*Work to be completed*: Output the following material verbatim, line by line, and omit the pictures.

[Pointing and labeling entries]
************
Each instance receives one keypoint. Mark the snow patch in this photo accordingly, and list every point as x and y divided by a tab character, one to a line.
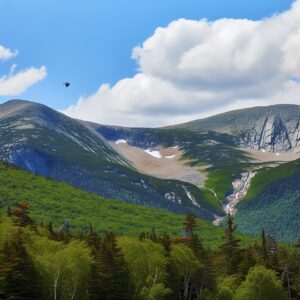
154	153
121	141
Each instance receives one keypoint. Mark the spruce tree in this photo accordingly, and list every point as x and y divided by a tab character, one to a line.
190	224
110	273
231	249
20	279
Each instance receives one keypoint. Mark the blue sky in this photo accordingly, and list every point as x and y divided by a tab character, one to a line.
90	42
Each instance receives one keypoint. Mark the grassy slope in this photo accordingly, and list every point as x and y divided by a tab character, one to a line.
273	203
51	200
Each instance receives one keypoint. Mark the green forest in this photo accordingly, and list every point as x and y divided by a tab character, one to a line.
40	262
************
*Correct response*:
Each instance receives one keypoint. Mark the snow patch in this photo accordingly, and list every point as x and y divided by a tab character, one to a line.
154	153
121	141
Each instance receives one keypoint. Mark the spruce tree in this photo accordingly, and list every point as x and y divided by a tab character, one to a line.
190	224
110	273
231	249
20	279
Each instance receives one keypoint. Mark the blue sky in this photo accordingly, and list every point as x and y divided by a tab character, one to a line.
90	42
Each instance receives one keypoint. Mark the grassy slope in this photo accordingly, and list every point as x and y divided by a tab character, one to a line.
273	203
51	200
Each instance receives one keypoint. Mark the green forest in this photo accordingly, and list every point as x and y divided by a tab character, one to a line.
40	262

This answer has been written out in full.